## Input data
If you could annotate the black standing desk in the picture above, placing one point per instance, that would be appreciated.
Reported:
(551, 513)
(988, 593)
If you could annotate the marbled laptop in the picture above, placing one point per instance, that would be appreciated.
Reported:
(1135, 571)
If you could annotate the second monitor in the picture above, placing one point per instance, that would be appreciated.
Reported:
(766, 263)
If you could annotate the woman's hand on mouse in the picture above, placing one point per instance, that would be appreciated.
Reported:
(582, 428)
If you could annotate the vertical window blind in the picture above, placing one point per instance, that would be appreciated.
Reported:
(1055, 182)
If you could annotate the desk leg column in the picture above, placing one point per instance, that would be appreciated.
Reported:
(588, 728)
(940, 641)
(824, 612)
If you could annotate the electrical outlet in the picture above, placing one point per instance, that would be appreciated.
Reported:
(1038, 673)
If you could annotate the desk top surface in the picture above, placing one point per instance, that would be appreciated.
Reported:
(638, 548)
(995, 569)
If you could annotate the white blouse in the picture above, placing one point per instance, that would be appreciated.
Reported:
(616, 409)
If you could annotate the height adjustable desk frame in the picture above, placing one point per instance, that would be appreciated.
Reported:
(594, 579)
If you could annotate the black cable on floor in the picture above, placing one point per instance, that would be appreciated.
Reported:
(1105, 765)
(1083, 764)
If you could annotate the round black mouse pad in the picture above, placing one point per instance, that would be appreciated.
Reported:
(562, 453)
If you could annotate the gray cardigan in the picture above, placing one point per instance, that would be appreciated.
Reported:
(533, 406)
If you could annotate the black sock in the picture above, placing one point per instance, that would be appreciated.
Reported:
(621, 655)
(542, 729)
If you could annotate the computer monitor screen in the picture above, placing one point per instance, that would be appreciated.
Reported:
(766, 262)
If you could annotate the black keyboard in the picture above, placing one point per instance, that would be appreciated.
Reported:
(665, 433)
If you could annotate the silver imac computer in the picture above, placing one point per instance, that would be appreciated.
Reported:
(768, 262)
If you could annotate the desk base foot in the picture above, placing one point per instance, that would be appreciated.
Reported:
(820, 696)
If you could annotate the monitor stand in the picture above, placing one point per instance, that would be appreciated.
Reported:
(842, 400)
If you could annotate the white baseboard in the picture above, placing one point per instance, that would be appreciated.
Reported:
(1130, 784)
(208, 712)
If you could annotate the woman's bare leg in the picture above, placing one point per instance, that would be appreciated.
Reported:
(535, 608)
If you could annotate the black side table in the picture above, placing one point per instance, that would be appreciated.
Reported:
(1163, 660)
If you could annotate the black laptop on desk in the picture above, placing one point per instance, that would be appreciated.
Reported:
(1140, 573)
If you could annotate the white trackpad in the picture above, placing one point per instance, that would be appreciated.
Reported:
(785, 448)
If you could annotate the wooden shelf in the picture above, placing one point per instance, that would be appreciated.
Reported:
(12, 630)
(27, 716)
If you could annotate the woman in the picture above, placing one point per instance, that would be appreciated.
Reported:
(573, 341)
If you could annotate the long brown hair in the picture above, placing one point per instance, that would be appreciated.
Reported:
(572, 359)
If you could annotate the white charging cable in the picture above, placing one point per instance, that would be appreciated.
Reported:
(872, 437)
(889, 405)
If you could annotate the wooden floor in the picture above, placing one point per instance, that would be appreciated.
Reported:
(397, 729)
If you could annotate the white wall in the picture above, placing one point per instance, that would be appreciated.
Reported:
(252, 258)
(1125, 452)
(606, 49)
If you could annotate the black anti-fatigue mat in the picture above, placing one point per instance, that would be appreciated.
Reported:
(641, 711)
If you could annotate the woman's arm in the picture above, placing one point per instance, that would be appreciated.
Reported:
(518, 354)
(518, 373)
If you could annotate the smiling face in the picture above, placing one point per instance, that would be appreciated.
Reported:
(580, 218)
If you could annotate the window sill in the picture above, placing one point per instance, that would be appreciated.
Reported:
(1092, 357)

## Direction
Rescale the lines from the very first one through the line containing "(1135, 571)", both ends included. Write each of them out again in full, multiplying every coordinate by 1.6 and rounding to whole numbers, with halves rounded up.

## Solution below
If you could annotate the black standing desk in the picture above, placing one point per instance, that would be appreciated.
Reported:
(882, 821)
(1581, 949)
If you could annotate the marbled laptop in the picture above, placing one point per instance, that would be appreciated.
Reported:
(1816, 914)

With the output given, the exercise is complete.